### Job:
Repeat all of the data below with "rough mask" swapped for "coarse mask" everywhere it occurs, leaving everything else unchanged.

[Opening Materials provided section]

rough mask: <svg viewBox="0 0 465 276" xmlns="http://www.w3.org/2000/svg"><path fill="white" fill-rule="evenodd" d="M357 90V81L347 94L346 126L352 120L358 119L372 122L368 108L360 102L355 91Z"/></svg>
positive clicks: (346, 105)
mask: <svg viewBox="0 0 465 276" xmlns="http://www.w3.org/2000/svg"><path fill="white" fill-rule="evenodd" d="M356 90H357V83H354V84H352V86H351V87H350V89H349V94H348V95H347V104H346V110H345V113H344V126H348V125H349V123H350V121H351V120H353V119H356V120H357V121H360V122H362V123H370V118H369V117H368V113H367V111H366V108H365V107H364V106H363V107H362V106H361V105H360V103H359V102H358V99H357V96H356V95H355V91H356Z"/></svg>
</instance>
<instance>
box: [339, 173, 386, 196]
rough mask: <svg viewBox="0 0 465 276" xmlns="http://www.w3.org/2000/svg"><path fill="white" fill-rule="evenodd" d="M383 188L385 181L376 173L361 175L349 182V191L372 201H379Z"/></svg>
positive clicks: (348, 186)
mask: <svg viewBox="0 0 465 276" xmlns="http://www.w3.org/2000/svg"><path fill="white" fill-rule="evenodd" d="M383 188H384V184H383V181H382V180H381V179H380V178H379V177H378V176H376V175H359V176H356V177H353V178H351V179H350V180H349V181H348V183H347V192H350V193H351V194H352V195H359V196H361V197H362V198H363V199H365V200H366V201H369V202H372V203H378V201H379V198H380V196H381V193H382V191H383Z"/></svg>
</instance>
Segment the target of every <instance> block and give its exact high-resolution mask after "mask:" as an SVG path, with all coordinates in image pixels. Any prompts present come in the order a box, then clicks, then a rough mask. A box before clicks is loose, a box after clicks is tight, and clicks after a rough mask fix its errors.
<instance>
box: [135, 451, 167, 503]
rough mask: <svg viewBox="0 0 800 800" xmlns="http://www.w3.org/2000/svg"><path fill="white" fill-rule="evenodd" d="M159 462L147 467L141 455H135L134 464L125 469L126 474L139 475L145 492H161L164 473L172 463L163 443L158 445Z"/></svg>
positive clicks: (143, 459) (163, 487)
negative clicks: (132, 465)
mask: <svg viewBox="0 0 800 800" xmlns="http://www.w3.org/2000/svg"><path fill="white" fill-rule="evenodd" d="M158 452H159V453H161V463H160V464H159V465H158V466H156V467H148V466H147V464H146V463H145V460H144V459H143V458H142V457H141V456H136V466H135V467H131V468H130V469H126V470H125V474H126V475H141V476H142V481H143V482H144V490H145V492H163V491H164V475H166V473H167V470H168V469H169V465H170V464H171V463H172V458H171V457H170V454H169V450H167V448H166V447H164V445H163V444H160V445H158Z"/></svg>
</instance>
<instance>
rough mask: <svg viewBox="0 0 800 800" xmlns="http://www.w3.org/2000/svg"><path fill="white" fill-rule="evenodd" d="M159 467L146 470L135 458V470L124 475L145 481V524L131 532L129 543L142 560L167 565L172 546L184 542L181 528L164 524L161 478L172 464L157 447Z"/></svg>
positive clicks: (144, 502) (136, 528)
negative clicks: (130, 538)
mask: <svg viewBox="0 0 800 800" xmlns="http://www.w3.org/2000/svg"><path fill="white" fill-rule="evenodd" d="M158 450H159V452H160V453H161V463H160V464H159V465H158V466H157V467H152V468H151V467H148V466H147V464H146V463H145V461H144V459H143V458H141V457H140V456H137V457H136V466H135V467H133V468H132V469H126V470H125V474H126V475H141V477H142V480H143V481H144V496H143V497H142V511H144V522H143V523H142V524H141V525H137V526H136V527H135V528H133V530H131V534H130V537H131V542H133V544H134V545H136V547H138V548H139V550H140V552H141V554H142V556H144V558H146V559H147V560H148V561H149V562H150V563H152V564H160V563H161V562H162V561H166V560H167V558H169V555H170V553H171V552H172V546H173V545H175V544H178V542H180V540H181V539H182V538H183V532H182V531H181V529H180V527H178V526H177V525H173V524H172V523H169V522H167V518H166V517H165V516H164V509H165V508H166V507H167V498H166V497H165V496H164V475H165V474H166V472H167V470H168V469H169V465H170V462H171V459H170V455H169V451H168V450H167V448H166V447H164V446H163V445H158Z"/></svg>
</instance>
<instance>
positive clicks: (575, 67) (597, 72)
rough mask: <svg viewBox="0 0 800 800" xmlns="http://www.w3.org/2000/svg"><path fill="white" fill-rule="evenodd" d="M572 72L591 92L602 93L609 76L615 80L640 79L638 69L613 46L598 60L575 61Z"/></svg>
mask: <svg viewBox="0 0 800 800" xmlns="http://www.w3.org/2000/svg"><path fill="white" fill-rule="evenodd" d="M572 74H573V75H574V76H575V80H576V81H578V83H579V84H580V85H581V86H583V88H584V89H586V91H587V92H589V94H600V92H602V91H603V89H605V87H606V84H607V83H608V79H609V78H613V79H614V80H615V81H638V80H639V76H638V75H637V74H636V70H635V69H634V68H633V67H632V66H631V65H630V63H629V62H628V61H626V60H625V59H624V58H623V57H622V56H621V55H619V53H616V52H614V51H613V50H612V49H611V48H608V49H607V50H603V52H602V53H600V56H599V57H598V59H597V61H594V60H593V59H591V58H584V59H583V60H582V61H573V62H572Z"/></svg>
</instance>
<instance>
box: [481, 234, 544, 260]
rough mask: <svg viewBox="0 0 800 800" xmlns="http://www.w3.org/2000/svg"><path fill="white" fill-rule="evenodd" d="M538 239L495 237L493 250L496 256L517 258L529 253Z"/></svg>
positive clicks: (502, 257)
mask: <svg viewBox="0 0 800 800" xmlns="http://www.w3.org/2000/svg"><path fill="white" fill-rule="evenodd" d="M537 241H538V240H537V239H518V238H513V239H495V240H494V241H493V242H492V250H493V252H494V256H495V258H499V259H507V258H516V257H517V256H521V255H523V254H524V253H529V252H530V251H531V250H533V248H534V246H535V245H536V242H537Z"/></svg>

[Closing Materials provided section]

### Response box:
coarse mask: <svg viewBox="0 0 465 276" xmlns="http://www.w3.org/2000/svg"><path fill="white" fill-rule="evenodd" d="M357 90V81L347 94L346 126L352 120L358 119L372 122L368 108L360 102L355 91Z"/></svg>
positive clicks: (346, 105)
mask: <svg viewBox="0 0 465 276" xmlns="http://www.w3.org/2000/svg"><path fill="white" fill-rule="evenodd" d="M356 90H357V83H354V84H352V86H351V87H350V89H349V94H348V95H347V104H346V110H345V113H344V126H348V125H349V123H350V121H351V120H353V119H356V120H357V121H360V122H362V123H370V118H369V117H368V113H367V111H366V108H365V107H364V106H363V107H362V106H361V105H360V103H359V102H358V99H357V96H356V95H355V91H356Z"/></svg>
</instance>
<instance>
box: [339, 173, 386, 196]
coarse mask: <svg viewBox="0 0 465 276" xmlns="http://www.w3.org/2000/svg"><path fill="white" fill-rule="evenodd" d="M383 188L385 181L376 173L361 175L349 182V191L372 201H379Z"/></svg>
positive clicks: (348, 186)
mask: <svg viewBox="0 0 465 276" xmlns="http://www.w3.org/2000/svg"><path fill="white" fill-rule="evenodd" d="M383 188H384V184H383V181H382V180H381V179H380V178H379V177H378V176H376V175H359V176H356V177H353V178H351V179H350V180H349V181H348V183H347V192H350V193H351V194H352V195H359V196H361V197H362V198H363V199H365V200H366V201H369V202H372V203H378V201H379V198H380V196H381V193H382V191H383Z"/></svg>
</instance>
Segment the target of every <instance> block and give its exact high-resolution mask after "mask:" as an SVG path, with all coordinates in image pixels. Any prompts present come in the order a box, then clicks, then a coarse mask. A box before clicks is loose, a box after clicks is tight, and clicks after a coarse mask fix its errors.
<instance>
box: [135, 451, 167, 503]
coarse mask: <svg viewBox="0 0 800 800" xmlns="http://www.w3.org/2000/svg"><path fill="white" fill-rule="evenodd" d="M159 462L147 467L141 455H135L134 464L125 469L126 474L139 475L145 492H161L164 473L172 463L163 443L158 445Z"/></svg>
positive clicks: (143, 459) (163, 487)
negative clicks: (132, 465)
mask: <svg viewBox="0 0 800 800" xmlns="http://www.w3.org/2000/svg"><path fill="white" fill-rule="evenodd" d="M158 452H159V453H161V463H160V464H159V465H158V466H156V467H148V466H147V464H146V463H145V460H144V459H143V458H142V457H141V456H136V466H135V467H131V468H130V469H126V470H125V474H126V475H141V476H142V481H143V482H144V490H145V492H163V491H164V475H166V473H167V470H168V469H169V465H170V464H171V463H172V458H171V457H170V454H169V450H167V448H166V447H164V445H163V444H160V445H158Z"/></svg>
</instance>
<instance>
coarse mask: <svg viewBox="0 0 800 800" xmlns="http://www.w3.org/2000/svg"><path fill="white" fill-rule="evenodd" d="M159 467L146 470L135 458V470L124 475L145 481V524L131 532L129 543L142 560L167 565L172 546L184 542L181 528L164 524L161 478L172 464L157 447Z"/></svg>
positive clicks: (144, 502) (136, 528)
negative clicks: (130, 538)
mask: <svg viewBox="0 0 800 800" xmlns="http://www.w3.org/2000/svg"><path fill="white" fill-rule="evenodd" d="M158 450H159V452H160V453H161V463H160V464H159V465H158V466H157V467H152V468H151V467H148V466H147V464H146V463H145V461H144V459H143V458H141V457H140V456H137V457H136V466H135V467H133V468H132V469H126V470H125V474H126V475H141V477H142V480H143V481H144V496H143V497H142V511H144V522H143V523H142V524H141V525H137V526H136V527H135V528H133V530H131V534H130V537H131V542H133V544H134V545H136V547H138V548H139V550H140V552H141V554H142V556H144V558H146V559H147V560H148V561H149V562H150V563H152V564H160V563H161V562H162V561H166V560H167V558H169V555H170V553H171V552H172V546H173V545H175V544H178V542H180V540H181V539H182V538H183V532H182V531H181V529H180V527H178V526H177V525H173V524H172V523H169V522H167V518H166V517H165V516H164V509H165V508H166V507H167V498H166V497H165V496H164V475H165V474H166V472H167V470H168V469H169V465H170V462H171V459H170V455H169V451H168V450H167V448H166V447H164V446H163V445H158Z"/></svg>
</instance>
<instance>
positive clicks: (575, 67) (597, 72)
coarse mask: <svg viewBox="0 0 800 800" xmlns="http://www.w3.org/2000/svg"><path fill="white" fill-rule="evenodd" d="M572 72L591 92L602 93L609 76L615 80L640 79L638 69L613 46L598 60L575 61Z"/></svg>
mask: <svg viewBox="0 0 800 800" xmlns="http://www.w3.org/2000/svg"><path fill="white" fill-rule="evenodd" d="M572 74H573V75H574V76H575V80H576V81H578V83H579V84H580V85H581V86H583V88H584V89H586V91H587V92H589V94H600V92H602V91H603V89H605V87H606V84H607V83H608V79H609V78H613V79H614V80H615V81H638V80H639V76H638V75H637V74H636V70H635V69H634V68H633V67H632V66H631V65H630V63H629V62H628V61H626V60H625V59H624V58H623V57H622V56H621V55H619V53H616V52H614V51H613V50H612V49H611V48H608V49H607V50H603V52H602V53H600V56H599V57H598V59H597V61H594V60H593V59H591V58H584V59H583V60H582V61H573V62H572Z"/></svg>
</instance>
<instance>
box: [481, 234, 544, 260]
coarse mask: <svg viewBox="0 0 800 800" xmlns="http://www.w3.org/2000/svg"><path fill="white" fill-rule="evenodd" d="M538 239L495 237L493 250L496 256L517 258L529 253Z"/></svg>
positive clicks: (502, 257)
mask: <svg viewBox="0 0 800 800" xmlns="http://www.w3.org/2000/svg"><path fill="white" fill-rule="evenodd" d="M537 241H538V240H537V239H518V238H513V239H495V240H494V241H493V242H492V250H493V252H494V256H495V258H499V259H507V258H516V257H517V256H521V255H523V254H524V253H529V252H530V251H531V250H533V248H534V246H535V245H536V242H537Z"/></svg>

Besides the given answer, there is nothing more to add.